Echo each of the following entries back word for word, with nothing changed.

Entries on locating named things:
--- --- ---

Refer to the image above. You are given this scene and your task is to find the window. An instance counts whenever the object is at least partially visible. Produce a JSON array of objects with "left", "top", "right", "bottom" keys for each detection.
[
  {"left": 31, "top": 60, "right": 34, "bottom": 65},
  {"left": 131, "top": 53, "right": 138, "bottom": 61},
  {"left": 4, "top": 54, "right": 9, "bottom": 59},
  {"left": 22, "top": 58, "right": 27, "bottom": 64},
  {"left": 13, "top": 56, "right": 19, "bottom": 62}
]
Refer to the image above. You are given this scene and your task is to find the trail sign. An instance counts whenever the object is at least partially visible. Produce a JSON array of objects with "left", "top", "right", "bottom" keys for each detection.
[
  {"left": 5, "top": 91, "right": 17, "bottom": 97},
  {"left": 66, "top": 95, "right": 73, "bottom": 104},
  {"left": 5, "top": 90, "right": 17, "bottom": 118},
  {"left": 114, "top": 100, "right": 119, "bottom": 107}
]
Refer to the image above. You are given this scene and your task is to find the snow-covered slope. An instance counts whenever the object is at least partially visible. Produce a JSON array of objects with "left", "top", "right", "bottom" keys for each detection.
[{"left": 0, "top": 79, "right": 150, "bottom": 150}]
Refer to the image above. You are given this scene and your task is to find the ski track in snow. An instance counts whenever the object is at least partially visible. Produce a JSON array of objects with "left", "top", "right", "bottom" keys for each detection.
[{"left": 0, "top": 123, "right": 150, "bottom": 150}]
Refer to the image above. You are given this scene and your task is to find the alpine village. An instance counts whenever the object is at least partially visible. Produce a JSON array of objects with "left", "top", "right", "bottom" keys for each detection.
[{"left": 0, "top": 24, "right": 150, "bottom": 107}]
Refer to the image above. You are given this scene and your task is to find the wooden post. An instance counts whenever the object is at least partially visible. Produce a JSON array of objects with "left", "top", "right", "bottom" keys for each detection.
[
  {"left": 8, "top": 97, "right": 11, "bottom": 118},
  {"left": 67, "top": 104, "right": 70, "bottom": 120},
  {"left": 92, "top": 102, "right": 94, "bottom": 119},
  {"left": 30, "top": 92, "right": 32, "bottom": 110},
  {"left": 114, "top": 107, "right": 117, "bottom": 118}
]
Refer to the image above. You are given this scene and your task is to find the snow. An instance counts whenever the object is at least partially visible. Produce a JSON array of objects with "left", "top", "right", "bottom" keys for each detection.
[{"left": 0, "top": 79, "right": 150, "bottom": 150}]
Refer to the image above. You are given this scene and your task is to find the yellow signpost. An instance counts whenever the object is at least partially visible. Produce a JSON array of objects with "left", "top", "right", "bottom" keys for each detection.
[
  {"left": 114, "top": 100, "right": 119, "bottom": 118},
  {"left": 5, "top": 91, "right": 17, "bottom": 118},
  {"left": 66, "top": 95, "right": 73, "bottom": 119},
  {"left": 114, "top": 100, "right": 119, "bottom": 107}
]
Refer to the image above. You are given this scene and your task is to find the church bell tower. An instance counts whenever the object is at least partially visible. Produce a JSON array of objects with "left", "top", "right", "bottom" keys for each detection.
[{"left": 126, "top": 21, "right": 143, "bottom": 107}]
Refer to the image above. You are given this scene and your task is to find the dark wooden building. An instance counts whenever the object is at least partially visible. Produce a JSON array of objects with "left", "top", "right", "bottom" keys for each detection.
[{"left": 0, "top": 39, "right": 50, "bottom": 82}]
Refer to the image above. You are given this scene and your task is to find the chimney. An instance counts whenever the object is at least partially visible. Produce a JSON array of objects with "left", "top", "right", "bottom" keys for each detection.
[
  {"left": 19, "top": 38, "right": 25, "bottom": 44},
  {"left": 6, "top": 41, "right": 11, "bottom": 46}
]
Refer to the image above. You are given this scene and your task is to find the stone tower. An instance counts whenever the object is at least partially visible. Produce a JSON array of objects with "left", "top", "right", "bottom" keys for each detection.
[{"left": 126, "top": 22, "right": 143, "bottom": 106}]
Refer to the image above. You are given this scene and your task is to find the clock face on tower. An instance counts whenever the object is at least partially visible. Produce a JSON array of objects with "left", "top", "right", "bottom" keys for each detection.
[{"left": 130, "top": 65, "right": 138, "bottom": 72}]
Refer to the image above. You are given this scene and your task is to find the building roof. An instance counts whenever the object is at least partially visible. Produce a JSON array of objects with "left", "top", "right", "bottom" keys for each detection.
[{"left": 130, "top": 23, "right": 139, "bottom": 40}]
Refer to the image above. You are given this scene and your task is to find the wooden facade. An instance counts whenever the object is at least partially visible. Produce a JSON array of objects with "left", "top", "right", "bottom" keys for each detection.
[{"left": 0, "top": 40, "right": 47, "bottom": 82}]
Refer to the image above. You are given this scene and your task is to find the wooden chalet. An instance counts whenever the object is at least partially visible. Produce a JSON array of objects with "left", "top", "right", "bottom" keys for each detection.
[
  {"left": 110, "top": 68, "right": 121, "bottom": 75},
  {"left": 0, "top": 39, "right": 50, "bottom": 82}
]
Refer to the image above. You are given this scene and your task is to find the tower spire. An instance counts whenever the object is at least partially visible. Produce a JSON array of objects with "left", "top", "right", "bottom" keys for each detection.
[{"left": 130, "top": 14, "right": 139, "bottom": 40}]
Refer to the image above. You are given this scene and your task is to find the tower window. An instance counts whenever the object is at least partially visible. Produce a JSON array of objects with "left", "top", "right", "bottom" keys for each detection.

--- --- ---

SOLUTION:
Refer to the image above. You are given this scene and your task is to find the window. An instance counts whenever the object is at least partially visible. Produce a JSON array of objects with "left", "top", "right", "bottom" keys for each detection.
[
  {"left": 31, "top": 60, "right": 34, "bottom": 65},
  {"left": 131, "top": 53, "right": 138, "bottom": 61},
  {"left": 4, "top": 54, "right": 9, "bottom": 59},
  {"left": 22, "top": 58, "right": 27, "bottom": 64},
  {"left": 13, "top": 56, "right": 19, "bottom": 62}
]
Refer to the image above. You are given this scene and your task is to find the trail sign. An instance counts whenever the object is at least partially visible. Produce a JSON array of objects with "left", "top", "right", "bottom" keys for each detection.
[
  {"left": 5, "top": 91, "right": 17, "bottom": 97},
  {"left": 66, "top": 95, "right": 73, "bottom": 104},
  {"left": 5, "top": 90, "right": 17, "bottom": 118},
  {"left": 114, "top": 100, "right": 119, "bottom": 107}
]
Refer to the image above. You are given this scene and your task is to find the snow-covered slope. An instance counts whenever the object is at least partially visible. Produce a JSON array of objects with "left", "top", "right", "bottom" keys for each detection.
[{"left": 0, "top": 79, "right": 150, "bottom": 150}]
Refer to the image above. You are given this scene and your task is to find the ski track in snow. An instance counts whenever the object is at least partially visible. Produce a JSON array of objects with "left", "top", "right", "bottom" keys for each detection.
[{"left": 0, "top": 123, "right": 150, "bottom": 150}]
Refer to the image above. You are given this scene and your task is to find the alpine village. An instance counts whenever the object is at least partially visible. Produce a JSON array of objects with "left", "top", "right", "bottom" keys for each detection.
[{"left": 0, "top": 24, "right": 150, "bottom": 107}]
Refer to the image above. You are given this scene and your task is to find the wooden post. An instance counts whenever the object is at least partially visible. Produce a JSON array of objects with "left", "top", "right", "bottom" keys for each detection.
[
  {"left": 8, "top": 97, "right": 11, "bottom": 118},
  {"left": 67, "top": 104, "right": 70, "bottom": 120},
  {"left": 92, "top": 102, "right": 94, "bottom": 119},
  {"left": 30, "top": 92, "right": 32, "bottom": 110},
  {"left": 114, "top": 107, "right": 117, "bottom": 118}
]
Refer to the image above. You are given this scene and your task is to find the snow. An instance counts whenever the object is at least partially visible. Produce a JSON array of objects with "left", "top", "right", "bottom" keys for each detection.
[{"left": 0, "top": 79, "right": 150, "bottom": 150}]
Refer to the image above. You are given this scene and your task is to find the yellow signpost. An instance counts whenever the object is at least partially visible. Produce a JSON array of objects with "left", "top", "right", "bottom" keys for each detection.
[
  {"left": 114, "top": 100, "right": 119, "bottom": 118},
  {"left": 5, "top": 91, "right": 17, "bottom": 118},
  {"left": 66, "top": 95, "right": 73, "bottom": 119},
  {"left": 114, "top": 100, "right": 119, "bottom": 107}
]
Refer to the image above. You are given this scene and your task is to find the church bell tower. An instance counts whenever the object is at least partially visible. Produce a JSON array of objects with "left", "top", "right", "bottom" keys for each detection.
[{"left": 126, "top": 21, "right": 143, "bottom": 107}]
Refer to the image above. You are given this scene and your task is to find the dark wooden building. An instance counts whenever the object is at least partially visible. Produce a JSON array of objects with "left", "top", "right", "bottom" keys for each detection.
[{"left": 0, "top": 39, "right": 50, "bottom": 82}]
Refer to the image above. You are given this scene and your task is to find the chimney. An instance counts whenever the object is at least partially visible. Produce a JSON array of objects with "left", "top", "right", "bottom" keys for each detection.
[
  {"left": 19, "top": 38, "right": 25, "bottom": 44},
  {"left": 6, "top": 41, "right": 11, "bottom": 46}
]
Refer to the image above. You are given this scene and your task is to find the stone tower. An instance counts whenever the object is at least partially visible. Produce a JSON array of objects with "left", "top", "right", "bottom" keys for each detection.
[{"left": 126, "top": 22, "right": 143, "bottom": 106}]
Refer to the image above. You are given this scene and your task is to find the clock face on tower. An instance counts whenever the object is at least partially visible. Produce a JSON array of objects with "left", "top", "right", "bottom" keys for each detection.
[{"left": 130, "top": 65, "right": 138, "bottom": 72}]
Refer to the image above. You are given this scene and your task is to find the building roof. An instance counts whenever the object is at least partially visible. Produce a JSON array of objects with "left", "top", "right", "bottom" keys for each detection.
[{"left": 130, "top": 23, "right": 139, "bottom": 40}]
Refer to the image above. You are given this scene and your task is to find the wooden facade. An instance counts whenever the object is at least partially visible. Produce a JSON array of objects with "left", "top", "right", "bottom" keys for each detection.
[{"left": 0, "top": 40, "right": 47, "bottom": 82}]
Refer to the image above. You are given this scene and your task is to find the wooden chalet. An instance counts whenever the object is at least partially visible. Produce a JSON array of objects with "left", "top", "right", "bottom" keys for each detection.
[
  {"left": 110, "top": 68, "right": 121, "bottom": 75},
  {"left": 0, "top": 39, "right": 50, "bottom": 82}
]
Refer to the image above. You are given this scene and your task is to find the tower spire. An instance counts whenever the object is at least partially visible. Produce a JSON array of objects with "left", "top", "right", "bottom" keys for each detection.
[{"left": 130, "top": 14, "right": 139, "bottom": 40}]
Refer to the image above. You are given this scene and your task is to find the tower window. An instance counts whenever the object is at least partially visible. Produce a JSON array of objects with "left", "top", "right", "bottom" keys for each detection.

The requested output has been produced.